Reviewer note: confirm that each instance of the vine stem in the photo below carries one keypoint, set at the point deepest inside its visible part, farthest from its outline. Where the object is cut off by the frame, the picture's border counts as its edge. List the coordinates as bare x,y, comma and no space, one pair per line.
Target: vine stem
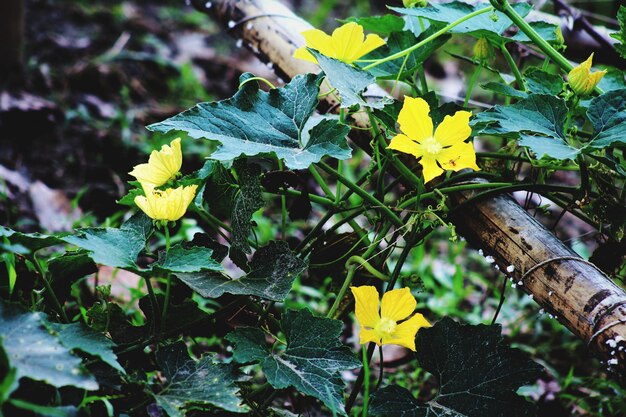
154,305
352,267
366,377
356,259
509,59
471,85
283,208
168,284
49,289
432,37
363,194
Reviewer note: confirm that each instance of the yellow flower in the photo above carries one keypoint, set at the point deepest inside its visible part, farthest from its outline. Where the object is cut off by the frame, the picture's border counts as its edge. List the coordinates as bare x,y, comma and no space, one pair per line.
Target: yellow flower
582,80
162,166
346,44
385,328
445,149
166,205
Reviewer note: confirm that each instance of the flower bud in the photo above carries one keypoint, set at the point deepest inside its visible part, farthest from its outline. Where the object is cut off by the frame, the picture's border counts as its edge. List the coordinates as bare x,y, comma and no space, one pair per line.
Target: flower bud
582,80
415,3
559,42
483,50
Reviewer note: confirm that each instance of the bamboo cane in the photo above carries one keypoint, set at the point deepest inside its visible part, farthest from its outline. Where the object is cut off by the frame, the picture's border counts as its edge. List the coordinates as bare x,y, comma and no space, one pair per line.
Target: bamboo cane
576,292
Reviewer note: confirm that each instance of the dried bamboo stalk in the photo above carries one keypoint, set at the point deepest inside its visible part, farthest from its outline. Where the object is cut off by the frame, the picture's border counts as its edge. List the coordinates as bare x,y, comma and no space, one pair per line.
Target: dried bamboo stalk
582,298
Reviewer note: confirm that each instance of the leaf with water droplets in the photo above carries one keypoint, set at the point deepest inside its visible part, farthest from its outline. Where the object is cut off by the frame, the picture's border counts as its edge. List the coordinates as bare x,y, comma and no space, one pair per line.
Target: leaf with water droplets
203,383
37,354
478,375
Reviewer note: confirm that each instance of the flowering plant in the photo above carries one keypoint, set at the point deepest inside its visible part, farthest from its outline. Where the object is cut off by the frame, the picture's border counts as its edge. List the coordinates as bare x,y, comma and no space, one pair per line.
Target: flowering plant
294,259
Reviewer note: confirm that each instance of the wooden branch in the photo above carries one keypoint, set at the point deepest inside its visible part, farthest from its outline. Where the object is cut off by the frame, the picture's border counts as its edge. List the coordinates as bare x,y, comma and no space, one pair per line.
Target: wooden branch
581,297
11,37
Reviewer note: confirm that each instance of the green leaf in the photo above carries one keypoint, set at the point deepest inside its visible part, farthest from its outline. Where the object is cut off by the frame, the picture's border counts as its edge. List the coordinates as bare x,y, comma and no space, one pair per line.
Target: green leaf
78,336
248,200
542,145
24,243
382,25
608,116
538,120
114,247
478,375
44,410
37,354
388,115
67,269
621,34
312,360
484,25
250,344
541,82
399,41
182,259
349,81
273,269
504,89
547,31
198,383
254,122
612,80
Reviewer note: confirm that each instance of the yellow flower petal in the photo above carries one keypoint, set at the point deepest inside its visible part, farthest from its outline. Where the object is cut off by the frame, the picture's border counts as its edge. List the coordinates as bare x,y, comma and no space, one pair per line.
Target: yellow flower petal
162,165
404,144
406,331
454,129
302,53
346,41
398,304
366,305
372,41
346,44
414,119
318,40
582,80
168,205
458,157
430,169
367,335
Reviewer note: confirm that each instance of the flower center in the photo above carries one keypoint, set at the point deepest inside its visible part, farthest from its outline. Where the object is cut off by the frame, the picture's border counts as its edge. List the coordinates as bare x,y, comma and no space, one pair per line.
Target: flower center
385,327
431,146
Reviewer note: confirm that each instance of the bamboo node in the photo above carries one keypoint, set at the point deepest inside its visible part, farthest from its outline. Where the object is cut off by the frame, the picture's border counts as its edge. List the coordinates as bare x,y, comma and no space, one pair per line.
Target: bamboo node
555,259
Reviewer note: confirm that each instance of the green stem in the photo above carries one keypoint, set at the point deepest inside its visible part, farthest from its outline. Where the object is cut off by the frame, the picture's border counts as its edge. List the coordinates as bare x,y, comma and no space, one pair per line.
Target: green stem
356,259
553,54
397,163
513,66
154,304
283,208
167,238
350,274
338,185
44,279
366,378
435,35
453,189
342,292
320,181
421,72
314,198
168,282
471,85
570,114
363,194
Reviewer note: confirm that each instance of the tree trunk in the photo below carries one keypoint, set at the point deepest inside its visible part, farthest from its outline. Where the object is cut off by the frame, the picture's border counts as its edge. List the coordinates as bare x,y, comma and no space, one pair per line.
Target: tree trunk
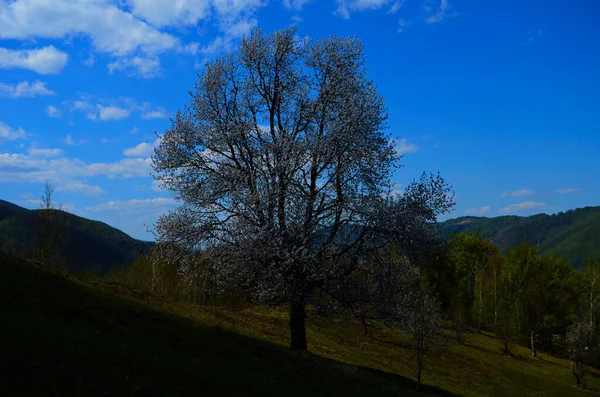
533,349
480,299
297,326
419,369
495,299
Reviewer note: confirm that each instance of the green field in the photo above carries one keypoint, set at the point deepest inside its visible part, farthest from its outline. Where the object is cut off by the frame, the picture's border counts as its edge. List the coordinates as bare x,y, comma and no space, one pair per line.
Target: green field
66,337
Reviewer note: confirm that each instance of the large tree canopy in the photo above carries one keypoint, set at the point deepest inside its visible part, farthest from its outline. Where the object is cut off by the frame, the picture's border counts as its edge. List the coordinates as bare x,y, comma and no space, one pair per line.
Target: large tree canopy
282,167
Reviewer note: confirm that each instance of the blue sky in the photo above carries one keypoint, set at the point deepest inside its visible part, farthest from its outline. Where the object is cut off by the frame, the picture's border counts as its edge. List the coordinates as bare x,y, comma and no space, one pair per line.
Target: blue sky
503,98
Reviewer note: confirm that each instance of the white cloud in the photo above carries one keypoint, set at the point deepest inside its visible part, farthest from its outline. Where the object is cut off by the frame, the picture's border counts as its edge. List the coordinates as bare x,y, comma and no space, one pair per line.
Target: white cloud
155,114
396,6
145,67
68,140
19,167
7,133
80,187
345,6
89,61
478,211
567,190
524,206
52,111
111,29
403,24
112,113
157,186
142,150
97,108
46,60
170,12
402,146
518,193
44,153
134,206
441,12
295,5
25,89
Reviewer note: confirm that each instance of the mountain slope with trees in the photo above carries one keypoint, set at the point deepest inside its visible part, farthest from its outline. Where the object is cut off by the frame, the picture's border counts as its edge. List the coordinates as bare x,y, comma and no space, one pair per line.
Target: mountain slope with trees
69,337
87,245
574,234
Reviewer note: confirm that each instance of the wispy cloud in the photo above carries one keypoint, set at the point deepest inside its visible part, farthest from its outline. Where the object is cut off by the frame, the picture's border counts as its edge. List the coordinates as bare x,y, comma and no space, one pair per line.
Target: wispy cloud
524,206
440,12
112,113
295,5
52,111
7,133
80,187
25,89
519,193
44,153
144,149
567,190
346,6
396,6
69,141
46,60
402,146
155,114
403,24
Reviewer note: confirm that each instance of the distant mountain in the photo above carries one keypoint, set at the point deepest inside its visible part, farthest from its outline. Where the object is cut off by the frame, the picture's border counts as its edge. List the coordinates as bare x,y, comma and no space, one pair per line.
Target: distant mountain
574,234
89,245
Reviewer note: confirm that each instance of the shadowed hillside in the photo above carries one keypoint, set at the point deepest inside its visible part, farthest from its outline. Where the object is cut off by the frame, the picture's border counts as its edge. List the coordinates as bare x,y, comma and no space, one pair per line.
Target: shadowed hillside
64,337
574,234
89,245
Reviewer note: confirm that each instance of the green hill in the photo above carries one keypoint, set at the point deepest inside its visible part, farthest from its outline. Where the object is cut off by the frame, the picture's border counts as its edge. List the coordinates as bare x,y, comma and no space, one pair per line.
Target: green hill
88,245
574,234
66,337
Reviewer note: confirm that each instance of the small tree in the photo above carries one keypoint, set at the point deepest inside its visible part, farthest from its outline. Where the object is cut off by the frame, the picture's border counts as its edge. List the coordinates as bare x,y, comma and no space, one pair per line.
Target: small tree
417,312
51,231
579,343
282,168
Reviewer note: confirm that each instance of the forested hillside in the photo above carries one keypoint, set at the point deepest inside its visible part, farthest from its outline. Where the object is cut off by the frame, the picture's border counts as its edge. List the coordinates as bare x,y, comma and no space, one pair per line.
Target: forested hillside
87,244
574,234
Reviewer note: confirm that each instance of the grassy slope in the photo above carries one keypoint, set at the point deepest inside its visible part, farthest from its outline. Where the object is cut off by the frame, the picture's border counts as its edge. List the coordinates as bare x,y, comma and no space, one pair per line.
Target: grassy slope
63,337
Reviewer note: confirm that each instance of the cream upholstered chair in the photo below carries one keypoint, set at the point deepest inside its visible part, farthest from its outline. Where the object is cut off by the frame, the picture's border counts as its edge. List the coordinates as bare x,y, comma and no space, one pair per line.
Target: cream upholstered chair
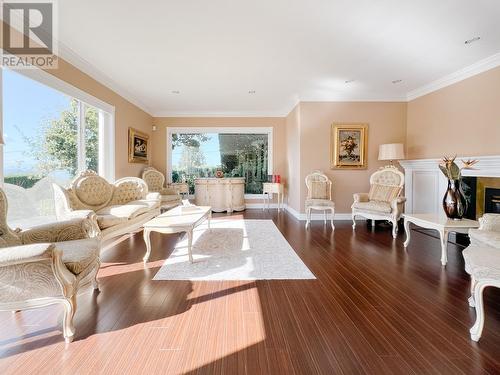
47,264
383,202
155,180
482,263
319,196
120,207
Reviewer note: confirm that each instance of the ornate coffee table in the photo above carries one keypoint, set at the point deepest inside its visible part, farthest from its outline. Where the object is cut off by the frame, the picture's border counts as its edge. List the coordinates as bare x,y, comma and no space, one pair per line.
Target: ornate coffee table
177,220
440,223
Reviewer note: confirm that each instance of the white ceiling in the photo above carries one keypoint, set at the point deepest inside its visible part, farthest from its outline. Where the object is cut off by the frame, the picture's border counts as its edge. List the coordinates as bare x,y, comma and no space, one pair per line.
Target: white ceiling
215,51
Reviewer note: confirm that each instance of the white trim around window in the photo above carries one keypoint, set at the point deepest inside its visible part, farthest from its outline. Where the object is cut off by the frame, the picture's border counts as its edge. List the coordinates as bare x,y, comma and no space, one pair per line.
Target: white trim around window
106,117
224,130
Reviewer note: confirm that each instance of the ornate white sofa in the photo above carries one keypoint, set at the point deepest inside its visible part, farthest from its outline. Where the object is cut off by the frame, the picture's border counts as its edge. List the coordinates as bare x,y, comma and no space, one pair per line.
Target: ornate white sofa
121,207
170,197
482,262
383,202
47,264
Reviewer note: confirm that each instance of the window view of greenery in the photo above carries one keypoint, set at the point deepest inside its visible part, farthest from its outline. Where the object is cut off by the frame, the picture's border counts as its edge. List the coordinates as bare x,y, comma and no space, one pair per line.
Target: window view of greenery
237,155
44,140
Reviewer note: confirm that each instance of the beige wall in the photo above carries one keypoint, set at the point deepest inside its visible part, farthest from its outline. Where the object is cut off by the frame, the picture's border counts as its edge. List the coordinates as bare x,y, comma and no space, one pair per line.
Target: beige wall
386,124
159,137
463,119
126,114
294,185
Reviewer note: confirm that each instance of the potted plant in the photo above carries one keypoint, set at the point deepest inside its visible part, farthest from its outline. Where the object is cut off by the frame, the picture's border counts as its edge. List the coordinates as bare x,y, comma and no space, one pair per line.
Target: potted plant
454,202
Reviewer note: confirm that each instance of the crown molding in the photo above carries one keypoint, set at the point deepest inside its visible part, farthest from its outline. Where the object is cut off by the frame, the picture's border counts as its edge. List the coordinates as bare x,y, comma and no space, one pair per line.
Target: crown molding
67,54
86,67
467,72
487,166
347,98
221,114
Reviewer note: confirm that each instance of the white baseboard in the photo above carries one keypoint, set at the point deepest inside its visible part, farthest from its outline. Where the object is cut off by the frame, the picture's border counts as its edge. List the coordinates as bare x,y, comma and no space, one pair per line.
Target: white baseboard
261,205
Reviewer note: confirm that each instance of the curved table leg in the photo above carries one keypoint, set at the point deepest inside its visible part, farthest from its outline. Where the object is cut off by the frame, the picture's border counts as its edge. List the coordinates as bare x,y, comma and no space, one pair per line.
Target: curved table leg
146,234
407,232
477,328
443,236
190,244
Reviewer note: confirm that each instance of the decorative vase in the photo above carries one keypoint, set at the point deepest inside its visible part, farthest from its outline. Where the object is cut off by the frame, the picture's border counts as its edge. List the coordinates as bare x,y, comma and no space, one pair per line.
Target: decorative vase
454,202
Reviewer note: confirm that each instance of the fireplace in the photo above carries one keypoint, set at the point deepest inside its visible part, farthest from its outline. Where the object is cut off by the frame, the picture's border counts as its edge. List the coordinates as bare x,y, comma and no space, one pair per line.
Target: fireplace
492,200
482,195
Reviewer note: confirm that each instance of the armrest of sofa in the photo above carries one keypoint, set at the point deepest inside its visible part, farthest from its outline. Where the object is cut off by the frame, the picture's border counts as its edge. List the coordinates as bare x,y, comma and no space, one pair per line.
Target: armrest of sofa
169,191
490,222
10,256
482,237
68,230
397,205
154,196
361,197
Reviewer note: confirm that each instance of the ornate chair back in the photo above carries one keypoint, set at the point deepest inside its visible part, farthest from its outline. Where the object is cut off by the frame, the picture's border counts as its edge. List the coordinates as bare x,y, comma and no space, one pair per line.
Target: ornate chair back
154,179
319,186
386,184
388,176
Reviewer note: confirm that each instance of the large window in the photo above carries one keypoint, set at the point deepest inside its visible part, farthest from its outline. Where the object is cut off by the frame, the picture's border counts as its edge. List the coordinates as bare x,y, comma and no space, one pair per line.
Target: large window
46,133
50,136
237,152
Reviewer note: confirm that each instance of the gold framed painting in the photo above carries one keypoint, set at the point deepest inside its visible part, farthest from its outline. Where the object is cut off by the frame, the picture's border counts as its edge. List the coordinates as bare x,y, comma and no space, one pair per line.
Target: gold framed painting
349,144
138,146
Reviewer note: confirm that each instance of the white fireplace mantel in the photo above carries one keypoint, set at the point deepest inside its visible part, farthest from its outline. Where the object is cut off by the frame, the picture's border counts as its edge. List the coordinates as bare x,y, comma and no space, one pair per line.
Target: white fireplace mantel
425,184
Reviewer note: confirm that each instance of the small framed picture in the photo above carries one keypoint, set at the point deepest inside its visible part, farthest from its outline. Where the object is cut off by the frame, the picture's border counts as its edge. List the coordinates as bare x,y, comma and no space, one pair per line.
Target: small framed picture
138,146
348,146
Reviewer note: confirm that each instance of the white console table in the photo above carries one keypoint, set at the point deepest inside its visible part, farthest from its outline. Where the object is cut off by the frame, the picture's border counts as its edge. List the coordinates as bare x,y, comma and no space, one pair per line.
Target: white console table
222,194
269,188
440,223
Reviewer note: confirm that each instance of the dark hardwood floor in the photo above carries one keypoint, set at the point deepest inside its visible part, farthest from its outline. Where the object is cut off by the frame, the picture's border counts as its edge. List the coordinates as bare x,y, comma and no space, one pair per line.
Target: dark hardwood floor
374,309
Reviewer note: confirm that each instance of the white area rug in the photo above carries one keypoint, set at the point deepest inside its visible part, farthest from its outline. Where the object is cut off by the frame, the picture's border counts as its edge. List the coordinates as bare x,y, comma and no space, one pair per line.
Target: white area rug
235,250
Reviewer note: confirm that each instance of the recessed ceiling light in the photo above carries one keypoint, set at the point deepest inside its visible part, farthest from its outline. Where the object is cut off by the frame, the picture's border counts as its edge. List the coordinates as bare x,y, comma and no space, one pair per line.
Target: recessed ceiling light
475,39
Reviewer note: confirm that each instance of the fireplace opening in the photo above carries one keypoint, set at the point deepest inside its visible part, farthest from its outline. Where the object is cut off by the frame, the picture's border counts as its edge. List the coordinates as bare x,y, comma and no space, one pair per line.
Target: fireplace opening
492,200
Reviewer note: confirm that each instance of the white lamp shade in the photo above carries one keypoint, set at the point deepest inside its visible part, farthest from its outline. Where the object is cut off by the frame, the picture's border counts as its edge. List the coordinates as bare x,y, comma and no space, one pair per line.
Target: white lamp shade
391,151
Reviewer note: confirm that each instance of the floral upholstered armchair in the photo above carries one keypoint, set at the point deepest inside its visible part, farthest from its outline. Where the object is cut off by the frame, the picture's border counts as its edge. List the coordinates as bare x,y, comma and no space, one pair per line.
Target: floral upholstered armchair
47,264
383,202
319,196
170,197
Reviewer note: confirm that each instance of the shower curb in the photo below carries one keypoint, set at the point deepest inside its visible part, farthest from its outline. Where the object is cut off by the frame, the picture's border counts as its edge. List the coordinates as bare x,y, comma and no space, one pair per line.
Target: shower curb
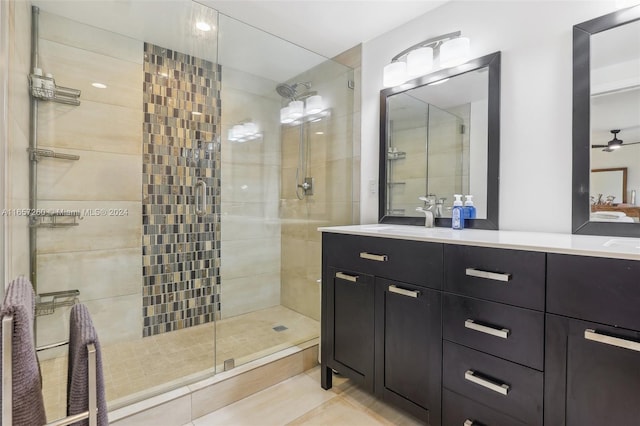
183,405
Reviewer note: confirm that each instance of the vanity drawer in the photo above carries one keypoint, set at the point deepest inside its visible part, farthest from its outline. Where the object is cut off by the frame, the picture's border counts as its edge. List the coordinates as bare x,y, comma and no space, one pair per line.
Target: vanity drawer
515,277
516,334
608,289
460,411
502,385
413,262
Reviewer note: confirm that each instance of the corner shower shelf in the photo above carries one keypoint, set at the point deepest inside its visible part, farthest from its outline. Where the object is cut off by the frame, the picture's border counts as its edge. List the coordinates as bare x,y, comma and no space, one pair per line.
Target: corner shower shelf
46,89
396,212
54,300
36,154
396,155
38,221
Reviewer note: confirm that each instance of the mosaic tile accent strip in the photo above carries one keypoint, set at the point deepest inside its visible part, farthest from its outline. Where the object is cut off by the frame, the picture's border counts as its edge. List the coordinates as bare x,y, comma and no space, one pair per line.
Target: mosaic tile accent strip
180,250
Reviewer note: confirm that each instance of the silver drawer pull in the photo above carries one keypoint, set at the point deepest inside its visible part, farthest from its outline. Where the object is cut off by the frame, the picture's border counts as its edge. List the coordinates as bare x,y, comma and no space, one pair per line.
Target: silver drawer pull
501,388
496,276
376,257
610,340
498,332
347,277
404,292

Set exercise:
Starting with the line that contains "Reviewer note: confirm that each instance of the silver", print each line through the last one in the listing. Include both end lines and add nothing.

Response to the exercise:
Reviewer note: confirm that each instance of the silver drawer pull in the photo above carries one keypoint, set at the point deepest inside its visible part, farthest from its outline. Where the object is cut off by the frame, the picture's border counts as its edge. List the coordinates as bare x,y, comma and no space, one pair per line.
Target: silver drawer pull
501,388
496,276
376,257
610,340
498,332
347,277
404,292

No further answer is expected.